### [WHAT THE TASK REQUIRES]
Update the lines from the one containing "Target: utility pole" through the end of the records, inclusive, by replacing "fur hat" with "knit hat" and leaving all else unchanged. Return only those lines.

Position identification records:
----------

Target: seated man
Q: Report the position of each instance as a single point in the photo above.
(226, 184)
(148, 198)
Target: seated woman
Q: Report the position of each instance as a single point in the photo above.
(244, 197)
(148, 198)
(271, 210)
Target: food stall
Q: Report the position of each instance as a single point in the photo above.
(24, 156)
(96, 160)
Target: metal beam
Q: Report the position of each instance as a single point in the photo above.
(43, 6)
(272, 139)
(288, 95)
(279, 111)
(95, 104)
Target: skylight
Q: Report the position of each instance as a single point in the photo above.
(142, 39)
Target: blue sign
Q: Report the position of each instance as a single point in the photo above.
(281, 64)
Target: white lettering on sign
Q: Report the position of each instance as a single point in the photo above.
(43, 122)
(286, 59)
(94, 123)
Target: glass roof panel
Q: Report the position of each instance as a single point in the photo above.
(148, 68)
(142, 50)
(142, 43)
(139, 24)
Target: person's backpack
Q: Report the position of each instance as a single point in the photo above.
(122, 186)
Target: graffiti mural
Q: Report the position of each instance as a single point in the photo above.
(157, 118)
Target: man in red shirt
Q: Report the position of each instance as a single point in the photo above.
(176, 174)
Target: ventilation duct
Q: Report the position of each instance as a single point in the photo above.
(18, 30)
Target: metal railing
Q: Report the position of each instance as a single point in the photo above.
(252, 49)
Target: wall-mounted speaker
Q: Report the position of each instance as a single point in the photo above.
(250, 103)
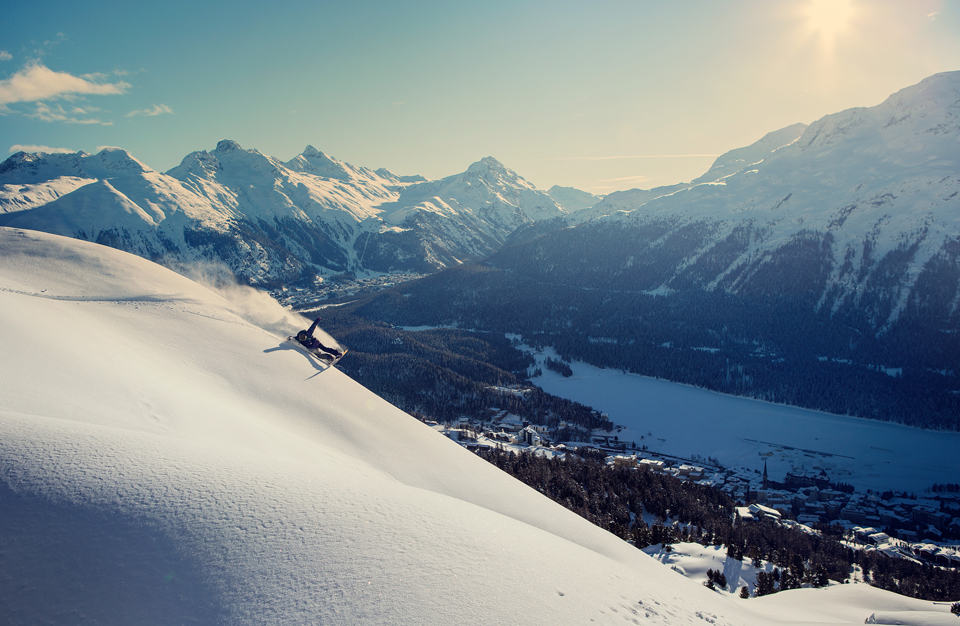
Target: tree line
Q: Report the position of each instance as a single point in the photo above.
(615, 498)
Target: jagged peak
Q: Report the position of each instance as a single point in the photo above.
(227, 145)
(486, 163)
(312, 153)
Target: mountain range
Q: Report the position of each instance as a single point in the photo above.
(178, 461)
(268, 221)
(818, 267)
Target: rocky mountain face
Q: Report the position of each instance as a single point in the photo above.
(270, 222)
(818, 267)
(855, 215)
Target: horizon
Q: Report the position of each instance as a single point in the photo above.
(560, 94)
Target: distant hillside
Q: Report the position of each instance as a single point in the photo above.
(271, 222)
(821, 269)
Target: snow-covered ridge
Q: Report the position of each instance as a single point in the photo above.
(267, 220)
(166, 457)
(877, 188)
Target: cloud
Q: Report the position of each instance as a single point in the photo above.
(70, 115)
(157, 109)
(36, 83)
(31, 148)
(611, 180)
(631, 156)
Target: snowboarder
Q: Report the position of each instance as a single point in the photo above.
(308, 341)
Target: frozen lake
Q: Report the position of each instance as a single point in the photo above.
(680, 420)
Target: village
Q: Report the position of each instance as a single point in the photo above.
(924, 529)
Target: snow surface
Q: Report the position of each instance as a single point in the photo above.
(684, 421)
(165, 457)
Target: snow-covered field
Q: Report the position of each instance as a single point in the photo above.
(739, 432)
(166, 458)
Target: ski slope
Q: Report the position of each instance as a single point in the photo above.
(166, 458)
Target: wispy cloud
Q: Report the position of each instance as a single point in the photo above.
(70, 115)
(32, 148)
(612, 180)
(157, 109)
(631, 156)
(38, 83)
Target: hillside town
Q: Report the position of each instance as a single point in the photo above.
(924, 528)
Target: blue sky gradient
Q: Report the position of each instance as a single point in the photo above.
(601, 96)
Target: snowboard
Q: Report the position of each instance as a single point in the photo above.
(319, 355)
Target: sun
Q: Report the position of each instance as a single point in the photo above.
(829, 20)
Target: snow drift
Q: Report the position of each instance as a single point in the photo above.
(164, 460)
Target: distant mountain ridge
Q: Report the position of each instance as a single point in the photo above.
(819, 267)
(861, 206)
(269, 221)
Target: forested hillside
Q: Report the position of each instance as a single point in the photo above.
(715, 340)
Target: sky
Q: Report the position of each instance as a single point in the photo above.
(601, 96)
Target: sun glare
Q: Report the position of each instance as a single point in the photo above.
(829, 20)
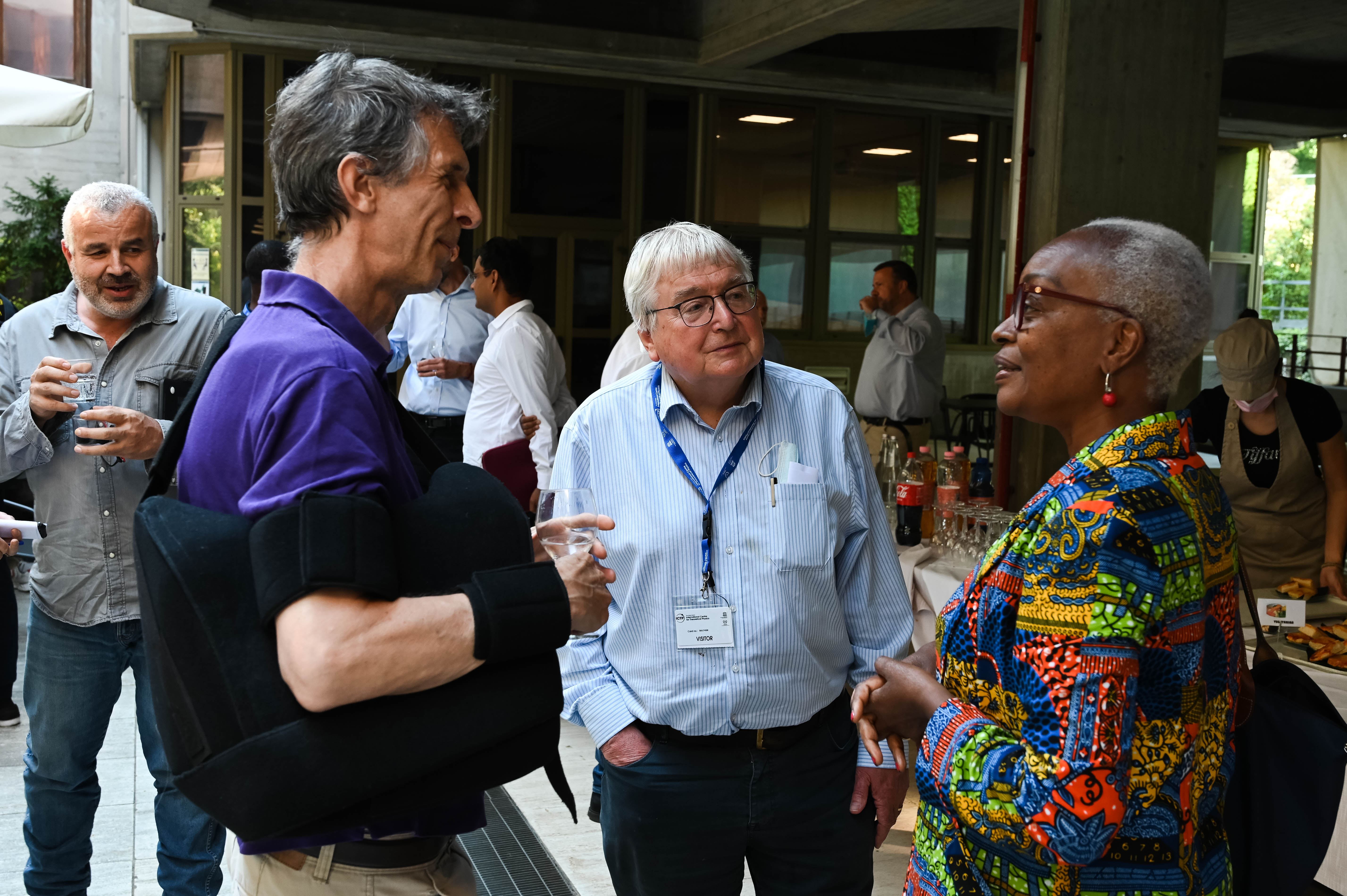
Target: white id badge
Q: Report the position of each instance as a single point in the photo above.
(704, 622)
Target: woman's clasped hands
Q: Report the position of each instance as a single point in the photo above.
(899, 701)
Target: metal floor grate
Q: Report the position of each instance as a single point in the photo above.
(508, 859)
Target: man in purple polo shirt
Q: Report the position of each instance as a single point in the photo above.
(371, 178)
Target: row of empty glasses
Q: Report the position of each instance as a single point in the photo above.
(964, 533)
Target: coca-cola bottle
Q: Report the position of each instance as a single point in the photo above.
(910, 496)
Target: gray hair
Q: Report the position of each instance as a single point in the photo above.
(107, 197)
(371, 108)
(673, 250)
(1162, 278)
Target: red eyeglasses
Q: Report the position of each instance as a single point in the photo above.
(1024, 290)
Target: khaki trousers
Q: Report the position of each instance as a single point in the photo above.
(450, 875)
(875, 438)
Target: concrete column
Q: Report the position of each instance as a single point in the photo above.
(1329, 282)
(1124, 122)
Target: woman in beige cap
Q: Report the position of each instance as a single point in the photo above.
(1283, 460)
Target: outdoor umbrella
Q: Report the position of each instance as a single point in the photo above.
(40, 113)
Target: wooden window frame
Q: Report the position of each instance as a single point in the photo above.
(83, 11)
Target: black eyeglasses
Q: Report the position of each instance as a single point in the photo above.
(1024, 292)
(701, 309)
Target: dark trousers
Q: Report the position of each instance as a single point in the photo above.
(685, 818)
(448, 436)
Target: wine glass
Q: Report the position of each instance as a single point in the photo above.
(568, 522)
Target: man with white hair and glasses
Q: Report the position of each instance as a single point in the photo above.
(88, 383)
(756, 579)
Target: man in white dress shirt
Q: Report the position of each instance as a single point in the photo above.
(904, 363)
(444, 332)
(522, 368)
(743, 607)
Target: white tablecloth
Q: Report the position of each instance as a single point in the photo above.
(931, 584)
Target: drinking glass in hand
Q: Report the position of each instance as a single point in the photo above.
(568, 522)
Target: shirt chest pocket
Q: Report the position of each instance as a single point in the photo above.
(801, 527)
(159, 393)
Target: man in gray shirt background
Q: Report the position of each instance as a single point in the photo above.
(145, 342)
(904, 363)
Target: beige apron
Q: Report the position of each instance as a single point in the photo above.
(1282, 529)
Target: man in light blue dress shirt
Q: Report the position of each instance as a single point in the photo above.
(442, 332)
(716, 690)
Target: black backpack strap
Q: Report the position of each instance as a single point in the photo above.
(166, 461)
(419, 445)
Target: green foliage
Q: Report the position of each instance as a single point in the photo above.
(1306, 154)
(30, 246)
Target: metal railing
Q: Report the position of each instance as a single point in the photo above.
(1302, 355)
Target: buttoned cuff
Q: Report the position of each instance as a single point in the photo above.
(863, 756)
(604, 713)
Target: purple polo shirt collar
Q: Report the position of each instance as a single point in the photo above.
(283, 288)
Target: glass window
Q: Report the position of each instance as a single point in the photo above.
(1234, 200)
(201, 126)
(952, 286)
(201, 232)
(665, 183)
(566, 150)
(960, 149)
(40, 37)
(1230, 294)
(592, 282)
(292, 69)
(763, 164)
(254, 114)
(852, 278)
(779, 267)
(542, 253)
(876, 174)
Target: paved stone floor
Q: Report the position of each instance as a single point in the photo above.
(125, 833)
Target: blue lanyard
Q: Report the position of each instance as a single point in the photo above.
(686, 467)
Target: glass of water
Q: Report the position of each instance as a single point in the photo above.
(568, 522)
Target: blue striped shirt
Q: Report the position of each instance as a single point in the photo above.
(814, 581)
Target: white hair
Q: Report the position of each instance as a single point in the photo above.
(1162, 278)
(108, 197)
(674, 250)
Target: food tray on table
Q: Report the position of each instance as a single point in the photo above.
(1322, 639)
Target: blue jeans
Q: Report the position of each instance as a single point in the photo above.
(683, 820)
(71, 682)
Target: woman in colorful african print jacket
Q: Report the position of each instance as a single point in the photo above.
(1075, 713)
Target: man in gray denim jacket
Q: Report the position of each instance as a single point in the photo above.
(146, 340)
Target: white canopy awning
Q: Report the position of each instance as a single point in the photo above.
(40, 113)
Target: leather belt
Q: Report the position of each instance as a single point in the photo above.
(386, 854)
(887, 421)
(433, 422)
(771, 739)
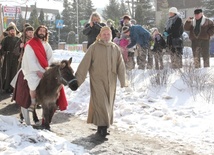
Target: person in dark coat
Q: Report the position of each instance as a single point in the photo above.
(110, 23)
(92, 29)
(173, 32)
(140, 37)
(158, 45)
(201, 29)
(19, 47)
(10, 61)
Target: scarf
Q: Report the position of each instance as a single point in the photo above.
(171, 21)
(40, 53)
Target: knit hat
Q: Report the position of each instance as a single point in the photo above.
(133, 21)
(152, 30)
(101, 30)
(11, 28)
(125, 29)
(29, 28)
(126, 17)
(27, 24)
(197, 11)
(173, 10)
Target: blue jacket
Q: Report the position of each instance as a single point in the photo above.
(139, 35)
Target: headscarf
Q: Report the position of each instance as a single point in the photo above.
(171, 21)
(98, 38)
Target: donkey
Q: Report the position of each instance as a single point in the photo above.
(48, 90)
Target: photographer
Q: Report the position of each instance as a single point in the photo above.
(92, 29)
(173, 32)
(200, 29)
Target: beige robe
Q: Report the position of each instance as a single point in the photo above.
(105, 63)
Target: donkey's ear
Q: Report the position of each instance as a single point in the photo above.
(70, 60)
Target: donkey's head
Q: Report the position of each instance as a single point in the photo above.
(67, 74)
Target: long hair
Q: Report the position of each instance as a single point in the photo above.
(37, 30)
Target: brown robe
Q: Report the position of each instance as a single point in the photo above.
(105, 64)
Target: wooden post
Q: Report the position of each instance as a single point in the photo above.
(1, 21)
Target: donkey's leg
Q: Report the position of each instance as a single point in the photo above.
(52, 111)
(25, 114)
(46, 117)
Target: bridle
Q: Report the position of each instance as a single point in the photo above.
(64, 80)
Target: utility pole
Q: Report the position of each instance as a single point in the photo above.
(1, 23)
(131, 6)
(77, 36)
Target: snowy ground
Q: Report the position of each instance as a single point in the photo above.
(171, 110)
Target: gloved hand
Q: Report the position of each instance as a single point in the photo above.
(166, 34)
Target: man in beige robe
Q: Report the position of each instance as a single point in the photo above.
(105, 64)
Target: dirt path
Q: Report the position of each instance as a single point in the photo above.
(118, 142)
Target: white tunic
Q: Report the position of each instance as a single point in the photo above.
(30, 64)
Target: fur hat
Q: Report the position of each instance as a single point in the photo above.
(126, 17)
(197, 11)
(152, 30)
(173, 10)
(11, 26)
(133, 21)
(125, 29)
(29, 28)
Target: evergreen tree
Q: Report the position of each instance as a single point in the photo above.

----------

### [FINAL RESULT]
Target: utility pole
Q: Report the position of each instance as a single point in the photo above.
(1, 23)
(131, 6)
(77, 36)
Target: snowy ground
Q: Report the position of each instance as a single point in the photo above.
(171, 110)
Target: gloved hand
Q: Report the position of each instance as a single point in the photo above.
(166, 34)
Target: man in beige robe
Q: Report the position of each instance as a single point in the photo above.
(105, 64)
Target: dirt path
Q: Report the position of each instance as a single point in the photo above.
(118, 142)
Target: white tunic
Q: Report the position of each instance as a single point in the photo above.
(30, 64)
Target: knit hat
Q: Report the position of each instance as a single point in the photo above.
(126, 17)
(197, 11)
(152, 30)
(173, 10)
(11, 26)
(133, 21)
(125, 29)
(29, 28)
Target: evergreen tree
Q: Report the position of each instance as a single point in the photo above.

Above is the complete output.